*** Opening DOCUMENT EXCERPT ***
The United States purchased the Alaska territory from Russia in 1867 (the event is known as "Seward's Folly"). The Port of Kodiak became a commercial fishing center, and canneries grew up on the island. Unfortunately, the worldwide farm-raised salmon industry forced many of these canneries to close by the early 1900s.
During the Theodore Roosevelt administration, the Kodiak National Wildlife Refuge was created when animals like Sitka deer, mountain goats, muskrats, beavers, rabbits, and squirrels were introduced to the island.
The Port of Kodiak was incorporated in 1941. At that time, the United States expected Japanese attacks and turned the Port of Kodiak into a fortress. Fort Abercrombie was built in the Port of Kodiak, and the US military constructed roads, an airport, bunkers, and gun emplacements that contributed to improving the physical infrastructure of the island. The Port of Kodiak was an important staging area for the United States during World War II, and the city's population grew to over 25 thousand during that period. The Port of Kodiak gained a submarine base, an air station, and an army outpost. When the Japanese captured Kiska and Attu islands in the far western Aleutian chain, American and Canadian forces turned the Japanese back before they could reach the Port of Kodiak.
After the war, the Port of Kodiak's fishing industry grew rapidly. Alaska became a state in 1959, bringing additional government aid to the Port of Kodiak in the form of housing, education, and transportation. The Port of Kodiak continued to grow as a commercial fishing center, and new fish processing factories appeared on the island.
In March 1964, the Great Alaska Earthquake brought a tsunami to the Port of Kodiak, and waves over nine meters high swept through the city, killing 15 people and causing millions of dollars worth of damage. The same tsunami destroyed the native villages of Old Harbor and Kaguyak as well as the Alaskan King Crab Company and much of the Port of Kodiak's fishing fleet.
*** Closing DOCUMENT EXCERPT ***
WHAT THIS EXERCISE ASKS:
**A.** In the Port of Kodiak history, how high were the tsunami waves that swept through the city in March 1964?
**B.** Write the next part of the Port of Kodiak history, starting after its final sentence.
*** Opening DATASET CONTENT ***
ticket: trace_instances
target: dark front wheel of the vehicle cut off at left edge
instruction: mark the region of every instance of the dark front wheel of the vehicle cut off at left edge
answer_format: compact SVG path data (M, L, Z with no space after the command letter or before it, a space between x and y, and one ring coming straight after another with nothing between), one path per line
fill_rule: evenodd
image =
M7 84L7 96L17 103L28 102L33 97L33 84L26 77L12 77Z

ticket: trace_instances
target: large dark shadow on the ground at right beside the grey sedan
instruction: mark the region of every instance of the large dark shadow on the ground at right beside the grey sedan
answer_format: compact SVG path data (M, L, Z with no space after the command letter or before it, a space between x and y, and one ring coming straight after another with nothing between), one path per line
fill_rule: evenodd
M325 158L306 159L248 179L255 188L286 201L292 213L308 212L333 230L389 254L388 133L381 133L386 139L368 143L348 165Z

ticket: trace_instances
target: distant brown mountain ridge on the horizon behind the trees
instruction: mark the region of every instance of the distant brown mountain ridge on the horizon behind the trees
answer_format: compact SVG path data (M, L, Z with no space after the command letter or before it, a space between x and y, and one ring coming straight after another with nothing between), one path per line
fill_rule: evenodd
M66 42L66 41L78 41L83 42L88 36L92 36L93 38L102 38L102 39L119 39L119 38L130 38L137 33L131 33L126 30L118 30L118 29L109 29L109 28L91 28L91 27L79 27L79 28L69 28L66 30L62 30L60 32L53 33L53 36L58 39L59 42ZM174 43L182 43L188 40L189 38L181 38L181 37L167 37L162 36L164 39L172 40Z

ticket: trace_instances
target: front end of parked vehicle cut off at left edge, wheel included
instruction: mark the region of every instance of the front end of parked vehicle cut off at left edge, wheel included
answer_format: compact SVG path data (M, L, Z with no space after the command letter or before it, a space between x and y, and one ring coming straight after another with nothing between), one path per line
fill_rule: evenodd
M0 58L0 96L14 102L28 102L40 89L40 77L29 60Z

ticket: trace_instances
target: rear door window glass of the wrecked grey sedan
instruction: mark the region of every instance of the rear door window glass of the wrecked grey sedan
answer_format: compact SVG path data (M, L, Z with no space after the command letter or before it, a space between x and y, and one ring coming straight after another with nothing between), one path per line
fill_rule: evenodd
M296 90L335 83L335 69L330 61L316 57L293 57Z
*** Closing DATASET CONTENT ***
*** Opening DATASET CONTENT ***
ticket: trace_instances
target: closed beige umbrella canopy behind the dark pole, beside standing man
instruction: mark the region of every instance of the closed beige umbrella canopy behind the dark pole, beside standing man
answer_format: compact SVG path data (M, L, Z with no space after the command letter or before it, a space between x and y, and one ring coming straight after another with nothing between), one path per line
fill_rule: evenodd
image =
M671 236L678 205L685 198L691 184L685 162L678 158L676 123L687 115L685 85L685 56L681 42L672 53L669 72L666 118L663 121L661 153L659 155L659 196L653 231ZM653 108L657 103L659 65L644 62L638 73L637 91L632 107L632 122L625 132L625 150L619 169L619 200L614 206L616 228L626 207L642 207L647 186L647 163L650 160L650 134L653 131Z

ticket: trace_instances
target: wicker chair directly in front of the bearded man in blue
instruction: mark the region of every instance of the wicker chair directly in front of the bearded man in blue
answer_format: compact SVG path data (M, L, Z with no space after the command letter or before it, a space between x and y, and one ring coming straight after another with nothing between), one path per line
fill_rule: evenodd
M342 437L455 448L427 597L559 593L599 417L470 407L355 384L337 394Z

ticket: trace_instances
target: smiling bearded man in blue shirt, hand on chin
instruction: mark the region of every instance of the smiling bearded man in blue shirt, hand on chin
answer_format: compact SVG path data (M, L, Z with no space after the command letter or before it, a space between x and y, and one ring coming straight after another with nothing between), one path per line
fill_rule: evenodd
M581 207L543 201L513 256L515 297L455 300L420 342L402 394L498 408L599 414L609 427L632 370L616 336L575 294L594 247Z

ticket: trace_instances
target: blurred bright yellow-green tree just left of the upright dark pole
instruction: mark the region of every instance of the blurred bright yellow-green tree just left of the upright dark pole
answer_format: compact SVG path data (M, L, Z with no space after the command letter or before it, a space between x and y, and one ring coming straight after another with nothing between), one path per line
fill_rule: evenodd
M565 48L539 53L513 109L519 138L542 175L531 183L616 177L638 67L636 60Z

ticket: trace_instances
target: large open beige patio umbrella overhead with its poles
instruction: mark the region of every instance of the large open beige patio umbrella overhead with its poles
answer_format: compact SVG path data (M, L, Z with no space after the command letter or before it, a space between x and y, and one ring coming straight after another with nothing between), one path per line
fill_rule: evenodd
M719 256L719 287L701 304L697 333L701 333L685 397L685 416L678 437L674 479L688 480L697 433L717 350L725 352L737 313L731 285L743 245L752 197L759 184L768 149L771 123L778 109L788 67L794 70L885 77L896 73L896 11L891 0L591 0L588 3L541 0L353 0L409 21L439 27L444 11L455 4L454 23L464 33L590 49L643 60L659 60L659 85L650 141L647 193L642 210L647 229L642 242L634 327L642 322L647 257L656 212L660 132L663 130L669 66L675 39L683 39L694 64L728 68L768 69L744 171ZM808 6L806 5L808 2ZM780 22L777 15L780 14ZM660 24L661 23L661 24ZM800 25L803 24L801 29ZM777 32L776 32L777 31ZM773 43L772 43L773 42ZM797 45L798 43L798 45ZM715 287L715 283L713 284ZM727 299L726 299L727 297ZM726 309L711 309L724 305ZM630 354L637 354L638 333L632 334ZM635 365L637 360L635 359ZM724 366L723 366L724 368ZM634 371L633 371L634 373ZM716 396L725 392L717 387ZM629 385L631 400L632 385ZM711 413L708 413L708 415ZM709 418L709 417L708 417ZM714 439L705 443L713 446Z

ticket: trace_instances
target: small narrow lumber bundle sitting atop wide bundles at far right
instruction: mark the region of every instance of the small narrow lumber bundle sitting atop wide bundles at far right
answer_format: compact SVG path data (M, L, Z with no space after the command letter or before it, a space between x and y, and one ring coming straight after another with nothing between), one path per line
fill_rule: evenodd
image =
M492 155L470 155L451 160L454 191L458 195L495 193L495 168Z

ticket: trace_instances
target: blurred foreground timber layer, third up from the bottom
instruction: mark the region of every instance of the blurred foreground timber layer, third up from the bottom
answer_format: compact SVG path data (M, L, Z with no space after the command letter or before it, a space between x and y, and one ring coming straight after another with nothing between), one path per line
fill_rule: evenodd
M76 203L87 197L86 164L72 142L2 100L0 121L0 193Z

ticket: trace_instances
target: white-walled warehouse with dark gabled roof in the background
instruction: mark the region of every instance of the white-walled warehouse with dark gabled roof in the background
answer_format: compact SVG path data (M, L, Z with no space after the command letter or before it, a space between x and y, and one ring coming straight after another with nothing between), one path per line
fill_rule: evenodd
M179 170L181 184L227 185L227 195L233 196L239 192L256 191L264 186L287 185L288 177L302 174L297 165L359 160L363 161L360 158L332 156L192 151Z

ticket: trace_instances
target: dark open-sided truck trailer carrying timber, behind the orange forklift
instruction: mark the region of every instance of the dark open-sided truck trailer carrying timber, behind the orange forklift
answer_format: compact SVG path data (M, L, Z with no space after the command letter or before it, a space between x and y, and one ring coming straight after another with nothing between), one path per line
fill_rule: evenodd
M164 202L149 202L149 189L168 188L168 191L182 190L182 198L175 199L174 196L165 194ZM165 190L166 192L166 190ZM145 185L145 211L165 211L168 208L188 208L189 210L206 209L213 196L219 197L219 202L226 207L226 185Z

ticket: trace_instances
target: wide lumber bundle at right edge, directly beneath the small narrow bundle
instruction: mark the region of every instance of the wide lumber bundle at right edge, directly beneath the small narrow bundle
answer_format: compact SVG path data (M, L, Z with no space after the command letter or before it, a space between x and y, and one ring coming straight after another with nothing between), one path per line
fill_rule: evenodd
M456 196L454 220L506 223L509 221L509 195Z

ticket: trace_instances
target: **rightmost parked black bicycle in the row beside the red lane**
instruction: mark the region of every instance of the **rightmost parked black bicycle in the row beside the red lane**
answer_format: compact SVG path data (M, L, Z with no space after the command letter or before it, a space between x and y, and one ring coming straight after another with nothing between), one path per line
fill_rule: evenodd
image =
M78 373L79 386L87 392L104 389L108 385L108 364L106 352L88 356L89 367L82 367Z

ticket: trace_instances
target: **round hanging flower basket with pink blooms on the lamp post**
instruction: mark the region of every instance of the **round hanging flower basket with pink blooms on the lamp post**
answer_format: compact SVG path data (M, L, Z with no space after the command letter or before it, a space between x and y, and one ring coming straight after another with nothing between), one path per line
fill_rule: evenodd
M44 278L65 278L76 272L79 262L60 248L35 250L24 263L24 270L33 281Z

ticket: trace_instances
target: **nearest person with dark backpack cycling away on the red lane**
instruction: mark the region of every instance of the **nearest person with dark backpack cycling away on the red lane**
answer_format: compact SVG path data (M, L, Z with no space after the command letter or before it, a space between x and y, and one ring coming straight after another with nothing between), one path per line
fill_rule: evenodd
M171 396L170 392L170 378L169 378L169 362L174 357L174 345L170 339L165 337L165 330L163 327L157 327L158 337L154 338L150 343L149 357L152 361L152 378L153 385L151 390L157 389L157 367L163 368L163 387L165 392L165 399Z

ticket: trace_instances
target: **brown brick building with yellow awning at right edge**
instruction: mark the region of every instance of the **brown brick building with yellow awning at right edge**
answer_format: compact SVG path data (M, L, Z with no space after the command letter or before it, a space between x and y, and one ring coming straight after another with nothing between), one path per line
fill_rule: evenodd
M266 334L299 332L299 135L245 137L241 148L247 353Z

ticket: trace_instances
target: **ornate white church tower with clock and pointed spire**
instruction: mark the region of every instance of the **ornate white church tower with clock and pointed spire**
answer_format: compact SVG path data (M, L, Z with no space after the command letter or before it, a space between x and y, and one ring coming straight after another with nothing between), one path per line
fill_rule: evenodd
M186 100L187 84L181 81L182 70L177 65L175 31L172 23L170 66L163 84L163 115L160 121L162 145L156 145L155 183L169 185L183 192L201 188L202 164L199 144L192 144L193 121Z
*** Closing DATASET CONTENT ***
ANSWERS FOR EACH ITEM:
**A.** Over nine meters high.

**B.**
The modern Port of Kodiak is a year-round commercial fishing center, and the fishing industry is the island's economic base. One of the United States' top three fishing ports, the Port of Kodiak is home to over 700 fishing vessels. The former Naval Air Station in the Port of Kodiak now serves as the largest Coast Guard Station in the United States. It also supports the fishing fleet, freighter traffic, and recreational boating in the Northern Pacific region.
In addition to the Port of Kodiak's vigorous fishing industry, there are several fisheries-related research facilities in the city. The Fishery Industrial Technology Center (FITC), a unit of the University of Alaska Fairbanks School of Fisheries and Ocean Sciences, operates a graduate program and conducts training in fisheries and food science. The center also conducts research to support fish-harvesting technologies, seafood science, and fish processing technology.
The Kodiak Fisheries Research Center (KFRC) is a top-notch research facility run by the National Oceanic and Atmospheric Administration is open to federal and state researchers. The KFRC is dedicated to preserving, enhancing, and managing the marine ecosystems and resources of the North Pacific. The National Marine Fisheries Service, the State of Alaska Department of Fish and Game, and the University of Alaska operate labs and offices in this facility.